GIVEN EXERCISE: Gather every line of the material below that contains the word "queried", matching case exactly.

Raw records:

§ §

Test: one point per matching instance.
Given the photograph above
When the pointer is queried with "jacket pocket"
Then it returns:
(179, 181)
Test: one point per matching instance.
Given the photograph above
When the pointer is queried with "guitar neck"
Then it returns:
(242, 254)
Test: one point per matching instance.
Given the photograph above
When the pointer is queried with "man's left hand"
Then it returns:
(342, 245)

§ §

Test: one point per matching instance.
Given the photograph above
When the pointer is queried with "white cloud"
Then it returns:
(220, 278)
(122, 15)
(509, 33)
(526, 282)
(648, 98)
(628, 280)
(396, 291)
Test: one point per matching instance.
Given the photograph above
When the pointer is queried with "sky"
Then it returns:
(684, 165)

§ §

TASK RESPONSE:
When the pointer is queried with "jacket pocket"
When the pointer is queried with "guitar neck"
When the pointer is queried with "man's left hand"
When the pointer is queried with "white cloud"
When the pointer is queried with "sky"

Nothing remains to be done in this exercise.